> _Problem to solve_
Reproduce every item below word for word, leaving out the pictures.

> _The records_
........

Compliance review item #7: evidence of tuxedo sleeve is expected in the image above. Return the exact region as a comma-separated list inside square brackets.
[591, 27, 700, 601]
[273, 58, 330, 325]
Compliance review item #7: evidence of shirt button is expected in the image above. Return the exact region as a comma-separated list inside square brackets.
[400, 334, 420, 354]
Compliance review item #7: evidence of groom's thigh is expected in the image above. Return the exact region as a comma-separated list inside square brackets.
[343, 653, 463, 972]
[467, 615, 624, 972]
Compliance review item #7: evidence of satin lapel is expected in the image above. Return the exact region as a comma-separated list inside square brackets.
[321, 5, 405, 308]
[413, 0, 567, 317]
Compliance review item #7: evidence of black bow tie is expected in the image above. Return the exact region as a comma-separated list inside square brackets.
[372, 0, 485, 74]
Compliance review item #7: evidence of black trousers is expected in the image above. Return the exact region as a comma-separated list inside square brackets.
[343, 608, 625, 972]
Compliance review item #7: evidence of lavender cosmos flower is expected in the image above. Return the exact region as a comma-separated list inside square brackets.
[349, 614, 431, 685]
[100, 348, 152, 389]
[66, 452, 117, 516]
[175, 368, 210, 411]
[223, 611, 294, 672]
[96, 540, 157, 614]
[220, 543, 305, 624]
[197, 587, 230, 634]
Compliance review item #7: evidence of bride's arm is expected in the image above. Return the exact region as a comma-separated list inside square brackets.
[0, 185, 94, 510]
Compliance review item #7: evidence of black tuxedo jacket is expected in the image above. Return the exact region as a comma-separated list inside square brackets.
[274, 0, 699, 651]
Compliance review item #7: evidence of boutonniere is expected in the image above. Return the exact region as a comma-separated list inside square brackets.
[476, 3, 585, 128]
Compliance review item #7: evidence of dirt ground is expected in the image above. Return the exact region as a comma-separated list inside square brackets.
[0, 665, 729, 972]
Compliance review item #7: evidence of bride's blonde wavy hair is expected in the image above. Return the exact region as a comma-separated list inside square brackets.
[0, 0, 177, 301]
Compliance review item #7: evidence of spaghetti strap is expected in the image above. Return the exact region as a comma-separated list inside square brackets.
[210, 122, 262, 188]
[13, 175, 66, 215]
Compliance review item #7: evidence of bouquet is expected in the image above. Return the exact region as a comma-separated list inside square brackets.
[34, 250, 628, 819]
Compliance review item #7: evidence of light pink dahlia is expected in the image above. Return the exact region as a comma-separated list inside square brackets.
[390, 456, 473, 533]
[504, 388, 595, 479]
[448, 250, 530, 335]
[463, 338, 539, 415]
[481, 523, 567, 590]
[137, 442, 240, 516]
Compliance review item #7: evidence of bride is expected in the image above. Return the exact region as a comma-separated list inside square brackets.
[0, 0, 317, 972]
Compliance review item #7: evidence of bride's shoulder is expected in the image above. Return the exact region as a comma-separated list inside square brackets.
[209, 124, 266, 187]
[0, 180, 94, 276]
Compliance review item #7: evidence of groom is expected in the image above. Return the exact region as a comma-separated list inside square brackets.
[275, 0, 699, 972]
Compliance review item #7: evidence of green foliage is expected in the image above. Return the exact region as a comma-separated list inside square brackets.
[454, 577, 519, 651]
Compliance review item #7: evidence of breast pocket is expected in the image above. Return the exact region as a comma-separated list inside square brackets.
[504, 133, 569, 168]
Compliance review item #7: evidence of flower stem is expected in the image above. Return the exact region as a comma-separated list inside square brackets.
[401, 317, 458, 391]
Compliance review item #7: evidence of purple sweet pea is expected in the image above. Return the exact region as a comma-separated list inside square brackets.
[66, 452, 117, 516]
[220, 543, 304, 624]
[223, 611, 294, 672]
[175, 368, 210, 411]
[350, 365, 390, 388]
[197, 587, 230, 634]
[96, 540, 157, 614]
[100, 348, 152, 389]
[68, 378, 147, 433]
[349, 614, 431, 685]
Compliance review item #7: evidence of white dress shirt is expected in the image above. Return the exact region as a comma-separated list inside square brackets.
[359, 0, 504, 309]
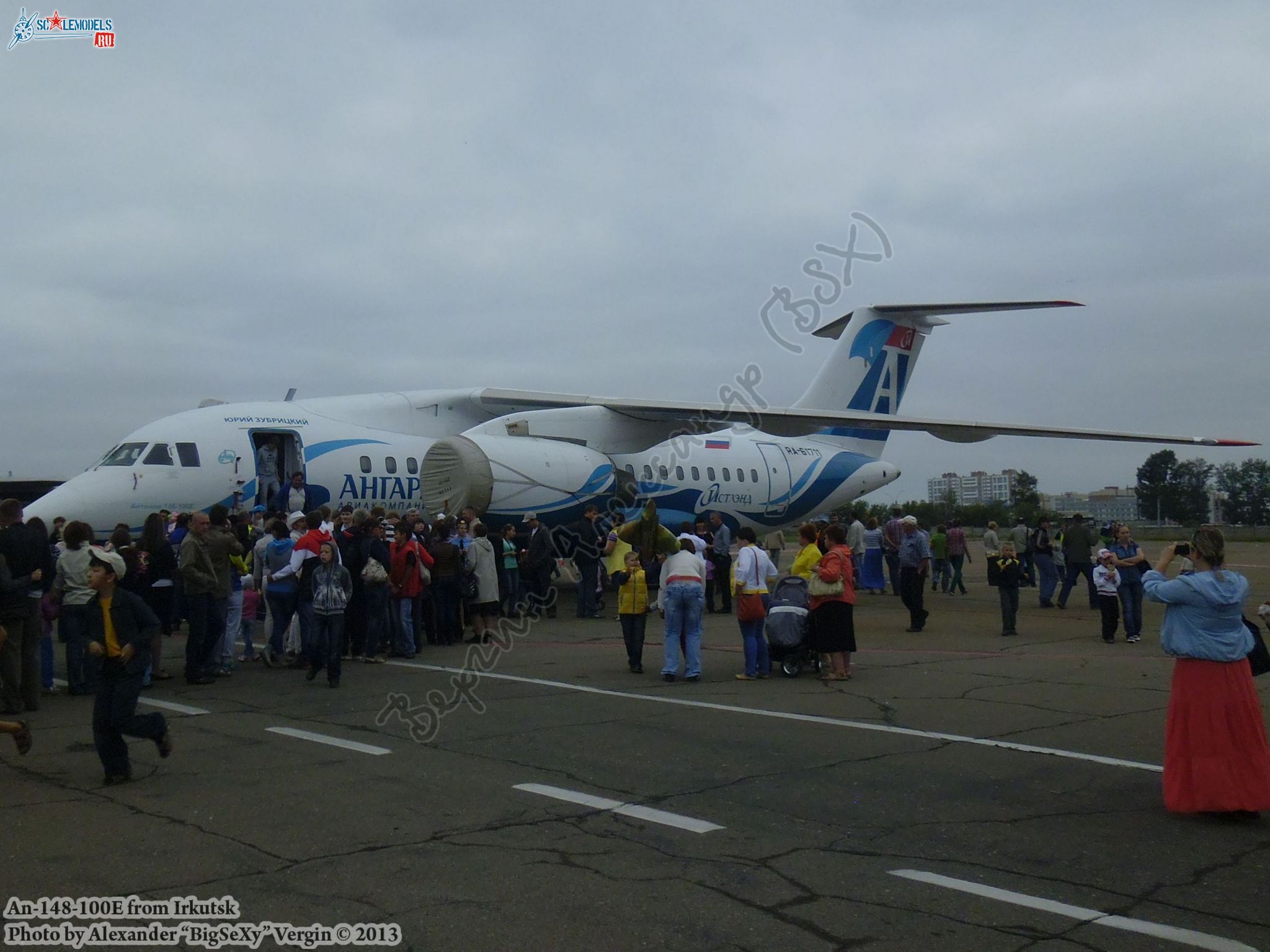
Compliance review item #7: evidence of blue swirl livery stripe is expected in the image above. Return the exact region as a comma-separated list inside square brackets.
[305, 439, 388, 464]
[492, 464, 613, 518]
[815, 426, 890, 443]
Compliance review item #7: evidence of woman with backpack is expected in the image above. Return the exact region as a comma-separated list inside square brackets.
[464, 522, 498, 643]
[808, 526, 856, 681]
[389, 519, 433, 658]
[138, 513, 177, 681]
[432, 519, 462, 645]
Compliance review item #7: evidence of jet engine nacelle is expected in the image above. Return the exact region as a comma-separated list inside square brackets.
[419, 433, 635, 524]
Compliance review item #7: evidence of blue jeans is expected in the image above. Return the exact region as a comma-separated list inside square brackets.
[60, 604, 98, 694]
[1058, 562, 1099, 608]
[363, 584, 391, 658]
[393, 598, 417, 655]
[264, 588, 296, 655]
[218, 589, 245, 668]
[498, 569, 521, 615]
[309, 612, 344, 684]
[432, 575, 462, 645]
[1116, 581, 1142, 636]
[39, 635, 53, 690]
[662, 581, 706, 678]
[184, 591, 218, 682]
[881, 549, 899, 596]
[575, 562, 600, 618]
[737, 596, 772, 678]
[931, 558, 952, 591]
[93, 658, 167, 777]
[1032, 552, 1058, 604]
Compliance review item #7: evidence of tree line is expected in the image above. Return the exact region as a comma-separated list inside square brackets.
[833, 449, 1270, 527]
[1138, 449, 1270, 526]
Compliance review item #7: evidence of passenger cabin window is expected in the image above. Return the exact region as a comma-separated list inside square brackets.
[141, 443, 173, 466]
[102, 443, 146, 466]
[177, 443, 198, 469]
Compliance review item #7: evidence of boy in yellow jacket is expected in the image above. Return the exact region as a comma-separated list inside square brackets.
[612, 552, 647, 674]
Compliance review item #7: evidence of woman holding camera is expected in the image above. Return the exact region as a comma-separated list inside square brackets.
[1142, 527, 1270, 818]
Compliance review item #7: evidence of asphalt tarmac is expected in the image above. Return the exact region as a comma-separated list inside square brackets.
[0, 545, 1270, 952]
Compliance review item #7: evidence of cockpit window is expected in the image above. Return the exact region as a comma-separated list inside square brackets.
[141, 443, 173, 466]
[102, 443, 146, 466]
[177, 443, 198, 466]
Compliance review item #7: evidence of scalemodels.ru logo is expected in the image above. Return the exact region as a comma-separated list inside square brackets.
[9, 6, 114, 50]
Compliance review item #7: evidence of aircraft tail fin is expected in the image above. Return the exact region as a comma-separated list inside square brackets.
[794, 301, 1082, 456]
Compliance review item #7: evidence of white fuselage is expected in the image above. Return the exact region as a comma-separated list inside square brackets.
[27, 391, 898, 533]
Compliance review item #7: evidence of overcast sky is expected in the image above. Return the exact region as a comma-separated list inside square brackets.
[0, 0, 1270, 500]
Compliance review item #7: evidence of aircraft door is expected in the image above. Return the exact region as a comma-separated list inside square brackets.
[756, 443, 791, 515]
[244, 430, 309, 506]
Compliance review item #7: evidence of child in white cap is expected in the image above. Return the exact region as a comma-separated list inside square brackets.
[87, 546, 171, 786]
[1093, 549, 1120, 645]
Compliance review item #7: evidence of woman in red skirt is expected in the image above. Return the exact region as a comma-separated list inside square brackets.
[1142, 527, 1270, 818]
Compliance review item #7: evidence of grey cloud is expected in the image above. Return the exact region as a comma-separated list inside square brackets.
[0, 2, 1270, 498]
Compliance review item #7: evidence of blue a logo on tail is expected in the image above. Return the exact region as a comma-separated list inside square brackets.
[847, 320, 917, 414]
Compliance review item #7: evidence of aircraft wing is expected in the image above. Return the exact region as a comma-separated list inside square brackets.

........

> _Written answer_
Compliance review item #7: evidence of tuxedo sleeve is expected in the image above. Return the exact region as a comma-separated list inside square brackets.
[591, 27, 700, 601]
[273, 58, 330, 325]
Compliance review item #7: evidence of shirt button is expected in the image above. Return the exact region as a comma-separated list inside square brackets.
[400, 334, 420, 354]
Compliance review item #7: evidence of groom's thigh is expected in the image above. Return the exact region as a comma-separated list inside square brackets.
[343, 653, 463, 972]
[467, 615, 624, 972]
Compliance review item #7: evidence of satin lapel is expected in the image above. Return the exact region as a comma-separated list inside square brackets.
[321, 5, 405, 308]
[413, 0, 567, 317]
Compliance review item #7: evidence of black bow tie is expected in the image above. Return the exact region as a comma-separated list inside square brackets.
[372, 0, 485, 74]
Compliance review item #7: evidence of black trousers is expected in the image above. Return the exact region as a comma-separated list inside square brackets.
[343, 608, 625, 972]
Compliance review item #7: evidence of lavender cosmos flower is expected in the image above. Return the exact region as a comma-separated list inside square brackets.
[349, 614, 431, 685]
[100, 348, 152, 389]
[66, 452, 117, 516]
[175, 368, 210, 411]
[223, 611, 294, 672]
[96, 540, 157, 614]
[220, 543, 305, 624]
[197, 587, 230, 634]
Compliance review item #7: evidence of bride's arm is expected in the image above. Return the exact region as a comma-separated list inside square brackets.
[0, 185, 94, 510]
Compliance review item #7: evidence of black tuxedo jacket is expected in the image above. Return the exact region as a comma-separated list inside square brackets.
[274, 0, 699, 651]
Compliance review item #7: evidence of boutonniere is expected in the image above. Return the exact region as a comma-separated list inside square brackets.
[476, 3, 585, 128]
Compliance review item #7: evidence of dirt ground is expected in the image above. Return the exact region as a comma-separated list inside square brackets.
[0, 665, 729, 972]
Compliance review item #7: evidence of bride's blonde wavy hair is expected in the image above. Return the exact region as a comma-separated list inside square brackets.
[0, 0, 177, 301]
Compliance review item #7: evidence of spaghetti strap is expected in the image above. Return the exact region as a comma-separated list inside square brackets.
[210, 122, 262, 188]
[13, 175, 66, 215]
Compliance review item #7: evidence of bouquet is expected in the image above. Return the exact region as a comma-separated list inside square brackets.
[34, 250, 628, 819]
Compliance review item #7: evidence of light pink dahlia is expected in the image above. Return the exact region as a comma-separated list inside square brackets.
[390, 456, 473, 533]
[504, 388, 595, 479]
[448, 250, 530, 335]
[463, 338, 539, 415]
[481, 523, 567, 590]
[137, 442, 240, 516]
Compliance review item #7: evidence of bride is expected in the image above. Return the exact region as a comma-separated list inside square brackets.
[0, 0, 317, 972]
Compliance review item #7: evidence of bride's shoulder is expected in the image above. Return the exact region as a comma-separated list inside square brackets.
[209, 124, 266, 187]
[0, 180, 94, 276]
Compliance review item #7: evidence of groom is expected in the image above. Return the exact region as a comma-separated list inside square brackets.
[275, 0, 699, 972]
Compliance review item #7: evidence of green foliage is expected in the image above. Return the exact region as a comma-separated list inside square brackets.
[454, 577, 519, 651]
Compliance review item #7: evidence of breast pocket is expected in the image above. Return the exact region as a comma-separated list inside square brackets.
[504, 133, 569, 168]
Compliance review item #7: evidence of flower stem is expected in the image above. Return the exact region as a comma-separated list inside square brackets.
[401, 317, 458, 391]
Compliance review item #7: evidence of purple sweet pea is expected in the image above. Return the exact region as a comma-separated list inside square brackets.
[66, 452, 117, 516]
[220, 543, 304, 624]
[223, 611, 294, 672]
[175, 368, 210, 411]
[350, 365, 390, 388]
[197, 587, 230, 634]
[96, 540, 157, 614]
[100, 348, 152, 389]
[68, 378, 147, 433]
[349, 614, 431, 685]
Compliance review item #7: evidence of white dress shirt is expected in the image above. Return the exact region as a comma-separated list inside square brackets.
[359, 0, 504, 309]
Compliance review item #7: evidence of blue swirl livery stripe is expected in the image above. Return the exact region as a comma-separated list inside square brackets.
[305, 439, 388, 464]
[492, 464, 613, 518]
[815, 426, 890, 443]
Compliance review item #7: evidence of woman with backpack is expected in the image above. Return the exact region as a comma-separated list inside square brackets.
[464, 522, 498, 643]
[808, 526, 856, 681]
[389, 519, 433, 658]
[138, 513, 177, 681]
[432, 519, 462, 645]
Compliance review item #7: evidence of jet engine nacelle is expected in the image above. Return the exact region as a comma-separated list inside square brackets.
[419, 433, 635, 524]
Compliance review item #7: evidence of blue jeans is expected in the image above. Return the exact region as a comma-separated list inside square brackets.
[60, 604, 98, 694]
[1058, 562, 1099, 608]
[363, 584, 391, 658]
[393, 598, 417, 655]
[264, 588, 296, 655]
[218, 589, 245, 668]
[498, 569, 521, 615]
[309, 612, 344, 684]
[432, 575, 462, 645]
[1116, 581, 1142, 636]
[39, 635, 53, 690]
[662, 581, 706, 678]
[184, 591, 218, 682]
[881, 549, 899, 596]
[575, 562, 600, 618]
[737, 596, 772, 678]
[931, 558, 952, 591]
[93, 658, 167, 777]
[1032, 552, 1058, 604]
Compliance review item #7: evidence of tree line is expected in the image above. Return the exact region as a comma-separated list inside square brackets.
[833, 449, 1270, 527]
[1138, 449, 1270, 526]
Compliance review item #7: evidence of passenger cabin window is expected in the image above. Return the exact region as a comma-separated list inside square brackets.
[141, 443, 173, 466]
[102, 443, 146, 466]
[177, 443, 198, 469]
Compliance review item #7: evidence of boy in yellow jacket is expected in the image above. Return the exact region as a comma-separated list inside square brackets.
[612, 552, 647, 674]
Compliance review item #7: evidence of woman holding camera is expected in the image above. Return the exact region as a comma-separated list inside square brackets.
[1142, 527, 1270, 818]
Compliance review item #7: evidence of asphalt tarmac is expected in the image above. Return the exact region as a comma-separated list inside square brackets.
[0, 545, 1270, 952]
Compliance review item #7: evidence of cockpit window is expected in the image above. Return the exact region as a comma-separated list inside square brackets.
[141, 443, 173, 466]
[102, 443, 146, 466]
[177, 443, 198, 466]
Compliance review item #7: evidence of scalemodels.ru logo is expected in the image above. Return the exact region as a comma-separated list inside square brackets.
[9, 6, 114, 50]
Compliance review item #7: evidence of aircraft tail fin is expected in the image above. Return the exact region as a comma-separated list inside square brackets.
[794, 301, 1082, 456]
Compliance review item #7: evidence of white fuselage is expected in the image above. Return the exact region as a comma-separated list inside square brackets.
[27, 391, 898, 533]
Compliance review item #7: evidence of overcast sky is expected in the image above. Return the exact region as a comma-separated list inside square brackets.
[0, 0, 1270, 500]
Compliance review item #7: evidence of aircraft door is expected in the image above. Return the exact region as a comma-separated list inside square brackets.
[756, 443, 791, 515]
[244, 430, 309, 506]
Compliance review item #7: evidence of child in white cap is expected in the image above. Return the exact region as a comma-separated list inside square brackets.
[87, 546, 171, 786]
[1093, 549, 1120, 645]
Compliance review item #7: evidence of woman in red skirt is expected in the image above. Return the exact region as a comma-separated list inside square brackets.
[1142, 527, 1270, 818]
Compliance review item #7: evidence of grey cloud is expected in the image above. Return the exact region as a comma-separated list inside square brackets.
[0, 2, 1270, 498]
Compliance review item #7: evidence of blue a logo on tail is expected in the image above. Return the exact region as a comma-separated list inside square brackets.
[847, 320, 917, 414]
Compliance review item #7: evidence of aircraft wing is expected in the image above. Return the exact region as a comma-separated list inside square brackets.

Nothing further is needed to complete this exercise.